§ Problem to work on
Please arrange the whole listing below as a numbered list, one line per item, leaving out the blank lines.

§ Given records
------
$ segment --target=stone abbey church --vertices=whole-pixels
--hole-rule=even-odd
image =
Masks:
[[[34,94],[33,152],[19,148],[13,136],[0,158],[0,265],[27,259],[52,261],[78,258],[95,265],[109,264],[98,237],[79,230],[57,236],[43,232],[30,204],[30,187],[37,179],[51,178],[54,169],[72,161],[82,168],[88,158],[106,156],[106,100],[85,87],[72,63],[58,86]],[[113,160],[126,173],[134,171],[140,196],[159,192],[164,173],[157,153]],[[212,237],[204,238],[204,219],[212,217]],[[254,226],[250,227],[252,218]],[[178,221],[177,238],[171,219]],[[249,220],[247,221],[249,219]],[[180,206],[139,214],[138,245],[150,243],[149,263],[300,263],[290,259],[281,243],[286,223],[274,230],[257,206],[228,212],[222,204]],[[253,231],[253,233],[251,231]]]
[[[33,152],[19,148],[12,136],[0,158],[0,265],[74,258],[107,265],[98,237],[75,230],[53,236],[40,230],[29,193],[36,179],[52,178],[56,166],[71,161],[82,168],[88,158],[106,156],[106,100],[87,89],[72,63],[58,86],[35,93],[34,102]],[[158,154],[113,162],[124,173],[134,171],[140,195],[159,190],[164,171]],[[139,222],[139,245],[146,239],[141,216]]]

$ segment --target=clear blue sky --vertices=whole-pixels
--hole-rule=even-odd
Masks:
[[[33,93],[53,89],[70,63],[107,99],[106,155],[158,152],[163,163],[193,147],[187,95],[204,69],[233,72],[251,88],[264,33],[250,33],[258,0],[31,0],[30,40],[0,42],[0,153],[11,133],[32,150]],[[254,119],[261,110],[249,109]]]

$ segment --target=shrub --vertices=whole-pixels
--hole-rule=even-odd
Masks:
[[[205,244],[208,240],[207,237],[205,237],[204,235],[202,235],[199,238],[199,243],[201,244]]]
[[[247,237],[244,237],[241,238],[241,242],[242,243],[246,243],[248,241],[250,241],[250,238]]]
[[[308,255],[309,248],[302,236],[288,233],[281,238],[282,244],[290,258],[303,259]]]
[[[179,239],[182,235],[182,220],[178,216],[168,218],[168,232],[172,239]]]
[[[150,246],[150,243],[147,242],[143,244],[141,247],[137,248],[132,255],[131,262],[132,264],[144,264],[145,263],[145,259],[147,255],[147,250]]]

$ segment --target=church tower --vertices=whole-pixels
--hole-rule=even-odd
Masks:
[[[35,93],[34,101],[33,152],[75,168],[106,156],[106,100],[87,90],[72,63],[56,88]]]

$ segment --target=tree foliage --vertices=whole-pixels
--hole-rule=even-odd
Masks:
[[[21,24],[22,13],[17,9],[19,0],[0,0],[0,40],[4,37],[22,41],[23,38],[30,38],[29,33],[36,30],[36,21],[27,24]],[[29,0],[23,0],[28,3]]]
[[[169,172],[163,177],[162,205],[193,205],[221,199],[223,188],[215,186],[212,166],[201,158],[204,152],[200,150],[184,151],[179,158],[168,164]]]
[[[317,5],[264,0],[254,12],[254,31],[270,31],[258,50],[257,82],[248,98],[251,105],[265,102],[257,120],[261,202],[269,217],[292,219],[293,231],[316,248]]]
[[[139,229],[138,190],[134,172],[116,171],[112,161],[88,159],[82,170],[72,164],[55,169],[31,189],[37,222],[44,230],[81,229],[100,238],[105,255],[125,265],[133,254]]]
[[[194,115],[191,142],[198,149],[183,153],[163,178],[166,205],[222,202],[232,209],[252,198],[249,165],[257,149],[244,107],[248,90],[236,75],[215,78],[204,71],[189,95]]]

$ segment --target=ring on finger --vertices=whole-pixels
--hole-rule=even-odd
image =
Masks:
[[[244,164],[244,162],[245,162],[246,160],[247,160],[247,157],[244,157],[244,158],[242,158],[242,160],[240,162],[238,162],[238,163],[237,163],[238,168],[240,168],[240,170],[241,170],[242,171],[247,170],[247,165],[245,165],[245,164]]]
------
§ Solution to this task
1. $ segment --target=stone abbey church --vertices=whole-pixels
2. --hole-rule=even-odd
3. image =
4. Masks:
5. [[[34,94],[33,152],[19,148],[13,136],[0,158],[0,265],[27,259],[52,261],[78,258],[95,265],[109,264],[98,237],[79,230],[57,236],[43,232],[30,204],[30,187],[37,179],[51,178],[54,169],[72,161],[82,168],[88,158],[106,156],[106,100],[85,87],[72,63],[58,86]],[[113,160],[126,173],[134,171],[140,196],[159,192],[164,173],[157,153]],[[212,237],[204,238],[204,219],[212,217]],[[254,226],[250,227],[252,218]],[[178,221],[177,238],[171,219]],[[249,220],[247,221],[249,219]],[[180,206],[139,214],[138,245],[150,243],[149,263],[300,263],[290,259],[281,243],[286,223],[274,230],[257,206],[228,212],[222,204]],[[253,231],[253,233],[251,231]]]
6. [[[33,152],[19,148],[12,136],[0,158],[0,265],[74,258],[107,265],[98,237],[75,230],[53,236],[40,230],[29,193],[36,179],[52,178],[56,166],[71,161],[82,168],[88,158],[106,156],[106,100],[87,89],[72,63],[58,86],[35,93],[34,102]],[[158,154],[113,162],[124,173],[134,171],[140,195],[159,190],[164,171]],[[139,222],[139,245],[146,239],[141,216]]]
7. $ segment --target=clear blue sky --vertices=whole-pixels
8. --hole-rule=even-odd
9. Masks:
10. [[[33,93],[53,89],[70,63],[107,99],[106,155],[158,152],[163,163],[193,147],[187,95],[204,69],[233,72],[251,88],[264,33],[250,33],[258,0],[31,0],[30,40],[0,42],[0,153],[11,133],[32,150]],[[254,119],[261,110],[249,109]]]
11. $ segment --target=shrub --vertices=whole-pixels
12. --hole-rule=even-odd
13. Masks:
14. [[[205,244],[208,240],[207,237],[205,237],[204,235],[202,235],[199,238],[199,243],[201,244]]]
15. [[[247,237],[244,237],[241,238],[241,242],[242,243],[246,243],[248,241],[250,241],[250,238]]]
16. [[[308,255],[309,248],[302,236],[288,233],[281,238],[282,244],[290,258],[303,259]]]
17. [[[179,239],[182,235],[182,220],[178,216],[168,218],[168,232],[172,239]]]
18. [[[150,246],[150,243],[147,242],[143,244],[141,247],[137,248],[132,255],[131,262],[132,264],[144,264],[145,263],[145,259],[147,255],[147,250]]]
19. $ segment --target=church tower --vertices=whole-pixels
20. --hole-rule=even-odd
21. Masks:
22. [[[35,93],[34,101],[33,152],[75,168],[106,156],[106,100],[87,90],[72,63],[56,88]]]
23. $ segment --target=tree foliage --vertices=whole-pixels
24. --hole-rule=even-odd
25. Masks:
26. [[[21,24],[22,13],[17,9],[19,0],[0,0],[0,40],[4,37],[22,41],[23,38],[30,38],[29,33],[36,30],[36,21],[27,24]],[[29,0],[23,0],[28,3]]]
27. [[[169,172],[163,177],[162,205],[193,205],[221,199],[223,188],[215,186],[212,166],[201,158],[204,152],[200,150],[184,151],[179,158],[168,164]]]
28. [[[317,5],[264,0],[254,12],[254,31],[270,31],[258,50],[257,82],[248,98],[251,105],[265,102],[257,120],[261,202],[269,217],[292,219],[293,231],[316,248]]]
29. [[[139,229],[138,190],[134,172],[116,171],[112,161],[88,159],[82,170],[72,164],[55,169],[31,189],[37,222],[44,230],[81,229],[100,238],[105,255],[125,265],[133,254]]]
30. [[[194,115],[191,142],[198,149],[183,153],[163,178],[166,205],[222,202],[232,209],[252,198],[249,165],[257,149],[244,107],[248,90],[236,75],[215,78],[204,71],[189,95]]]
31. $ segment --target=ring on finger --vertices=whole-pixels
32. --hole-rule=even-odd
33. image =
34. Masks:
35. [[[244,164],[244,162],[245,162],[246,160],[247,160],[247,157],[244,157],[244,158],[242,158],[242,160],[240,162],[238,162],[238,163],[237,163],[238,168],[240,168],[240,170],[241,170],[242,171],[247,170],[247,165],[245,165],[245,164]]]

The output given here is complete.